| PROBLEMS AND TASKS |
1) Answer these questions about the text on city camera networks:
(a) How many public and private security cameras did New York City police plan to link across Lower Manhattan?
(b) How many cameras in San Francisco did the UC Berkeley researchers evaluate?
(c) How many already purchased cameras did the Cambridge city council vote not to use?
2) Copy the text on city camera networks starting with "How they affect" and going on through "the same reason.", swapping "city council" for "town council".

Hundreds of municipalities -- including Los Angeles and at least 36 other California cities -- have built or expanded camera networks since the attacks of Sept. 11, 2001. In most cases, Department of Homeland Security grants helped cover the cost.

 

In the most ambitious project, New York City police announced plans several years ago to link 3,000 public and private security cameras across Lower Manhattan designed to help deter, track and detect terrorists. The network is not yet complete.

 

How they affect crime is open to debate. In the largest U.S. study, researchers at UC Berkeley evaluated 71 cameras that San Francisco put in high-crime areas starting in 2005. Their final report, released in December, found "no evidence" of a drop in violent crime but "substantial declines" in property crime near the cameras.

 

Only a few communities have said no. In February, the city council in Cambridge, Mass., voted not to use eight cameras already purchased with federal funds for fear police would improperly spy on residents. Officials in nearby Brookline are considering switching off a dozen cameras for the same reason.

 

Lancaster is different, and not just because it sits amid the rolling hills and rich farms of Pennsylvania Dutch country.

| RAW RECORDS |
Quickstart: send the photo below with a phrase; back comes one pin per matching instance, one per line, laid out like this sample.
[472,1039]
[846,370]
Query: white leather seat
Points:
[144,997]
--
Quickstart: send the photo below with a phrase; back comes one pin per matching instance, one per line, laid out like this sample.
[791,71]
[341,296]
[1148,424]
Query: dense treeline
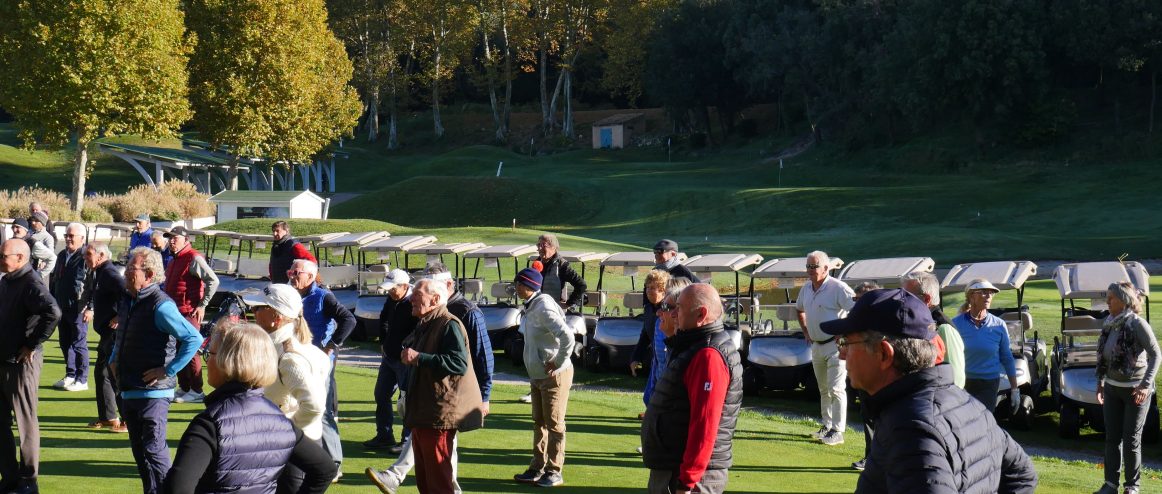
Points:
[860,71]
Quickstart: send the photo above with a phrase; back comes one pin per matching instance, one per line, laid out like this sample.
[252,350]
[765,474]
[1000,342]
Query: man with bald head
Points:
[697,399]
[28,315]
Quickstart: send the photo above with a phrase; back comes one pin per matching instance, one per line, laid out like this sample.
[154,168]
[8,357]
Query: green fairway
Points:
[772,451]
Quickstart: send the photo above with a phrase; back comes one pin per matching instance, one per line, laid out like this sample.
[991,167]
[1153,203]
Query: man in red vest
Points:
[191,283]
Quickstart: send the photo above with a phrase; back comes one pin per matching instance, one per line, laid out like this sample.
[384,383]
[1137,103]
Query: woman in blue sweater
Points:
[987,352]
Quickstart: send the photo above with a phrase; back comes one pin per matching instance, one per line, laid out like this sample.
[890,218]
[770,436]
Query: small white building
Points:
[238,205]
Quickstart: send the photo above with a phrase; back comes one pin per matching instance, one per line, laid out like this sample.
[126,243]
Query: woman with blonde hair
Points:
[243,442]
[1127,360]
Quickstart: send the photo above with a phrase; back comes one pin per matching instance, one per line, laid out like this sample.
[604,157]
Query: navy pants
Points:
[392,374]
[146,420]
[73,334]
...
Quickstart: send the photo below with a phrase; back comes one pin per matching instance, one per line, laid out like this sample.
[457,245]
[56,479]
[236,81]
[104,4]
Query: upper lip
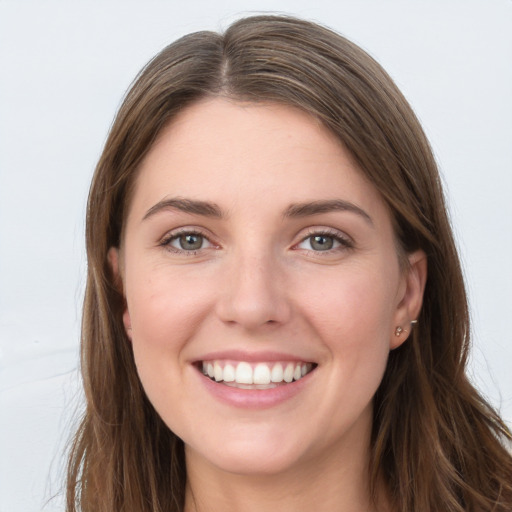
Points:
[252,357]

| ANSWERS BY TASK |
1)
(a) 3,000
(b) 71
(c) Eight

2)
How they affect crime is open to debate. In the largest U.S. study, researchers at UC Berkeley evaluated 71 cameras that San Francisco put in high-crime areas starting in 2005. Their final report, released in December, found "no evidence" of a drop in violent crime but "substantial declines" in property crime near the cameras.

 

Only a few communities have said no. In February, the town council in Cambridge, Mass., voted not to use eight cameras already purchased with federal funds for fear police would improperly spy on residents. Officials in nearby Brookline are considering switching off a dozen cameras for the same reason.